O que se pede: Copie do excerto, sem alterações, o trecho que começa nas palavras "A longo de toda" e termina depois de "espectáculo do drama.".
----- Excerto
A invasão de Tróia foi justificada com presságios e oráculos, interpretados subjectivamente por servidores das respectivas casas reais e, neste caso, pelo vigia, o qual acredita que Artemísia não queria realmente a invasão de Tróia. Como tal, receia que as Fúrias se abatam sobre Agamémnon, para vingar Ifigénia, usando Clitemnestra como instrumento. Além do mais, a ira popular está ao rubro, devido à perda dos filhos da Tróade, durante aquela guerra interminável que destruiu uma geração inteira.

«Pois não há defesa para o homem que
na embriaguez da riqueza faz desaparecer
a pontapés o fundo altar da justiça

A longo de toda este drama trágico há sempre referência a episódios anteriores, pelo recurso à alusão, ao tempo da história, uma vez que os acontecimentos se sucedem rapidamente e em poucas horas tendo como cenário o Palácio Real, havendo durante toda a acção unidade de espaço (a acção passa-se sempre no palácio real, à entrada, com excepção do assassínio, nos aposentos do rei, mas a que o público não presencia, limitando-se a ouvir o que se passa) e de tempo (os acontecimentos sucedem-se no espaço de poucas horas). A obra é escrita para um público conhecedor, leitor e sobretudo espectador, que aprecia o espectáculo do drama.
----------
----- Dados listados
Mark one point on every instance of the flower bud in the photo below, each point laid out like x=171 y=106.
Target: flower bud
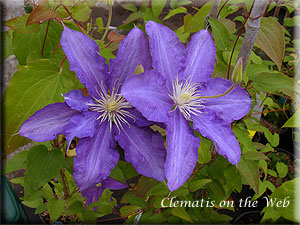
x=237 y=74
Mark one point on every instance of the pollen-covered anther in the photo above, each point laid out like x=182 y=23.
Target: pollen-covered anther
x=187 y=98
x=112 y=108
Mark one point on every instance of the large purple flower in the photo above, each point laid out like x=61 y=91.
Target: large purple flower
x=103 y=118
x=173 y=93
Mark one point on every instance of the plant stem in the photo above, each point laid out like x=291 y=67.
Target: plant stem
x=65 y=185
x=220 y=95
x=45 y=39
x=214 y=9
x=253 y=26
x=108 y=24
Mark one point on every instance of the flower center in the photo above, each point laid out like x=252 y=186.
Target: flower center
x=112 y=108
x=187 y=98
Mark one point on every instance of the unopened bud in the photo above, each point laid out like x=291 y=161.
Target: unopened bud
x=237 y=74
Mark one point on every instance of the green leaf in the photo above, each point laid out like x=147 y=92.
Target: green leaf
x=174 y=12
x=81 y=12
x=274 y=82
x=287 y=208
x=262 y=189
x=16 y=163
x=272 y=173
x=117 y=174
x=128 y=169
x=40 y=13
x=233 y=177
x=291 y=22
x=157 y=7
x=55 y=208
x=24 y=44
x=218 y=165
x=237 y=74
x=18 y=24
x=264 y=166
x=7 y=46
x=220 y=33
x=250 y=172
x=183 y=190
x=196 y=22
x=31 y=88
x=270 y=39
x=130 y=7
x=132 y=17
x=181 y=34
x=159 y=189
x=76 y=207
x=34 y=203
x=18 y=180
x=293 y=121
x=282 y=169
x=104 y=204
x=182 y=213
x=175 y=3
x=271 y=215
x=218 y=218
x=270 y=185
x=41 y=208
x=128 y=209
x=99 y=24
x=254 y=155
x=196 y=185
x=42 y=166
x=204 y=151
x=134 y=200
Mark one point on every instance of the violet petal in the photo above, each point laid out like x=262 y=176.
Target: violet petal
x=82 y=125
x=222 y=135
x=168 y=54
x=46 y=123
x=148 y=93
x=201 y=52
x=232 y=106
x=84 y=58
x=133 y=50
x=95 y=157
x=76 y=100
x=145 y=149
x=182 y=150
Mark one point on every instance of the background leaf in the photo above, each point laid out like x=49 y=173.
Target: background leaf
x=250 y=172
x=41 y=167
x=24 y=44
x=18 y=24
x=274 y=82
x=270 y=39
x=55 y=208
x=174 y=12
x=220 y=33
x=81 y=12
x=16 y=163
x=157 y=7
x=31 y=88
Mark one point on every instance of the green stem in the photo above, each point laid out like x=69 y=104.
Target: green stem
x=220 y=95
x=108 y=23
x=65 y=185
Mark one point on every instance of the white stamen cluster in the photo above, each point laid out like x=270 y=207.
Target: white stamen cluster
x=187 y=98
x=112 y=107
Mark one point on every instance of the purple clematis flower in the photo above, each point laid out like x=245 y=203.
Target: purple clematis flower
x=104 y=117
x=92 y=193
x=173 y=93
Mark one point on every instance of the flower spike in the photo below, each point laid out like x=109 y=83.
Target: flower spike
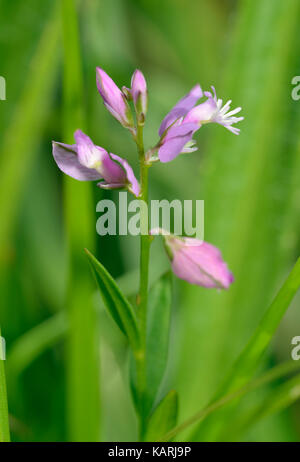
x=113 y=98
x=85 y=161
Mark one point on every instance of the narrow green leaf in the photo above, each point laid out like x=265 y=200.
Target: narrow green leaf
x=163 y=418
x=247 y=362
x=83 y=359
x=116 y=303
x=159 y=313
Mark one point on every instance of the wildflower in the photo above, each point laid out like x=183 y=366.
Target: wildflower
x=85 y=161
x=114 y=99
x=212 y=111
x=181 y=108
x=195 y=261
x=176 y=136
x=178 y=127
x=139 y=94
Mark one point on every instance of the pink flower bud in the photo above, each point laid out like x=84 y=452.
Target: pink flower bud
x=198 y=262
x=114 y=100
x=139 y=92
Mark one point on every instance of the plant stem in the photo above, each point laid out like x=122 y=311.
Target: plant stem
x=144 y=273
x=4 y=423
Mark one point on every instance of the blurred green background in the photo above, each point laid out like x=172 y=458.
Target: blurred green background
x=247 y=49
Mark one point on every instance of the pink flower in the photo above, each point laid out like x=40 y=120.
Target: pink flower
x=113 y=98
x=212 y=111
x=197 y=262
x=85 y=161
x=178 y=127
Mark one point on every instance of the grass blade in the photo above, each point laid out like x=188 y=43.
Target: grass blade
x=83 y=364
x=163 y=418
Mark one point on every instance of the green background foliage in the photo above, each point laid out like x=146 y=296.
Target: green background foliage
x=248 y=49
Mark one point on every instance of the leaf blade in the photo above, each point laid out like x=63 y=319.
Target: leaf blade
x=116 y=303
x=164 y=417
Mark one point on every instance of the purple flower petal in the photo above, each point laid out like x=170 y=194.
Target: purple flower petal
x=88 y=154
x=176 y=139
x=113 y=98
x=199 y=263
x=66 y=157
x=135 y=186
x=181 y=108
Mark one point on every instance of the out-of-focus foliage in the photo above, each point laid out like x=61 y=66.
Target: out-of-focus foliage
x=248 y=49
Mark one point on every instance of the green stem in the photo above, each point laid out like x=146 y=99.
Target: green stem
x=4 y=423
x=144 y=275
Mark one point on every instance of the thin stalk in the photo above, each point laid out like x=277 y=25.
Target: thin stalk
x=144 y=276
x=4 y=423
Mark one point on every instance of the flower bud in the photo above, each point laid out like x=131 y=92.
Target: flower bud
x=198 y=262
x=139 y=94
x=114 y=100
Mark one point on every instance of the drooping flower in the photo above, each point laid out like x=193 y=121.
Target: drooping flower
x=181 y=108
x=139 y=93
x=177 y=140
x=197 y=262
x=113 y=98
x=85 y=161
x=178 y=127
x=212 y=111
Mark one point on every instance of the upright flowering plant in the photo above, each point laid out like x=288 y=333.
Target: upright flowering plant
x=195 y=261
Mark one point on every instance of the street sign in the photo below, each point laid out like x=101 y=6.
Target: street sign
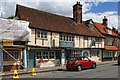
x=7 y=43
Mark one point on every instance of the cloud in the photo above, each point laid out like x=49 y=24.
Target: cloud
x=97 y=17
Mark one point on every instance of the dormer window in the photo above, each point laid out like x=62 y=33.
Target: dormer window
x=42 y=34
x=91 y=25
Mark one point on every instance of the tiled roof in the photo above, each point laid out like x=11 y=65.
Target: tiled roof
x=48 y=21
x=112 y=48
x=103 y=29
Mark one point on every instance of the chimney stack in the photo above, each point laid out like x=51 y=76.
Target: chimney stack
x=105 y=21
x=77 y=12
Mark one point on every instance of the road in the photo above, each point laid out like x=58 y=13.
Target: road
x=102 y=71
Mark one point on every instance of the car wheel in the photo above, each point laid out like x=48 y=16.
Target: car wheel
x=94 y=66
x=68 y=69
x=79 y=68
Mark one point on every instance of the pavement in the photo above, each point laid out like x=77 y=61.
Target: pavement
x=48 y=69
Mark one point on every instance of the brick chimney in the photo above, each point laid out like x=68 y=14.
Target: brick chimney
x=77 y=12
x=105 y=21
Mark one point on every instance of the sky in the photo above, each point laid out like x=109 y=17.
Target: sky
x=92 y=9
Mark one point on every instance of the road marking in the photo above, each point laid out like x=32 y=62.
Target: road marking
x=100 y=75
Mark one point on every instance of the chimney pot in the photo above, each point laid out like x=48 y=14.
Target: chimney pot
x=105 y=23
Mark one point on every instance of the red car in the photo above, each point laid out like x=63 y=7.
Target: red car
x=78 y=63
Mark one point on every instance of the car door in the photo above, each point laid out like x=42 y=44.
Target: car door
x=85 y=62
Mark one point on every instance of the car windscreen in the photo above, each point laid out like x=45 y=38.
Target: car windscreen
x=75 y=58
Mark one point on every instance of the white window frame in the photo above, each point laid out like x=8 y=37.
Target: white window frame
x=42 y=34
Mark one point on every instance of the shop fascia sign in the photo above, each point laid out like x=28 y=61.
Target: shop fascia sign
x=11 y=43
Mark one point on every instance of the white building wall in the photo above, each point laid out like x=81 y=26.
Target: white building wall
x=77 y=44
x=81 y=41
x=47 y=42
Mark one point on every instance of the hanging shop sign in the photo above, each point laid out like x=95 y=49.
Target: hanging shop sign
x=7 y=43
x=12 y=43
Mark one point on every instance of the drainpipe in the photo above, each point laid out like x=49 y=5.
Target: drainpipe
x=25 y=56
x=1 y=59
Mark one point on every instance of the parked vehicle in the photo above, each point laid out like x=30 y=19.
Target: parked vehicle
x=79 y=63
x=118 y=60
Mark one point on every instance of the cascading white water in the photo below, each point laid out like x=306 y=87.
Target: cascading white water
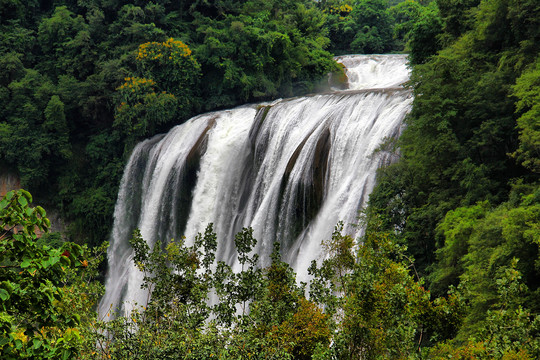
x=290 y=170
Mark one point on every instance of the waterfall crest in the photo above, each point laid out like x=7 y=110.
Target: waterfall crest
x=290 y=169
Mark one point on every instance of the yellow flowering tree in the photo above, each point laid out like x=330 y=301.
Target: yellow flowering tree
x=161 y=93
x=172 y=66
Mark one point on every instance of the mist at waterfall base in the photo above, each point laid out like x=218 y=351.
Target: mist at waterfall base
x=290 y=169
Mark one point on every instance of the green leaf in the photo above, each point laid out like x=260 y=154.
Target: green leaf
x=23 y=201
x=26 y=262
x=4 y=203
x=4 y=295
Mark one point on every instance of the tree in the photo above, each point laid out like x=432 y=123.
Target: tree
x=373 y=27
x=31 y=323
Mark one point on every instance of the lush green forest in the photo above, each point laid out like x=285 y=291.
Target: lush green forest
x=449 y=266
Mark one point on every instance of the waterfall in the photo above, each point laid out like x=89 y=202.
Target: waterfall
x=290 y=169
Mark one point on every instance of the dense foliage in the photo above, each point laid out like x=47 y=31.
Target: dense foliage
----------
Resposta ao exercício:
A longo de toda este drama trágico há sempre referência a episódios anteriores, pelo recurso à alusão, ao tempo da história, uma vez que os acontecimentos se sucedem rapidamente e em poucas horas tendo como cenário o Palácio Real, havendo durante toda a acção unidade de espaço (a acção passa-se sempre no palácio real, à entrada, com excepção do assassínio, nos aposentos do rei, mas a que o público não presencia, limitando-se a ouvir o que se passa) e de tempo (os acontecimentos sucedem-se no espaço de poucas horas). A obra é escrita para um público conhecedor, leitor e sobretudo espectador, que aprecia o espectáculo do drama.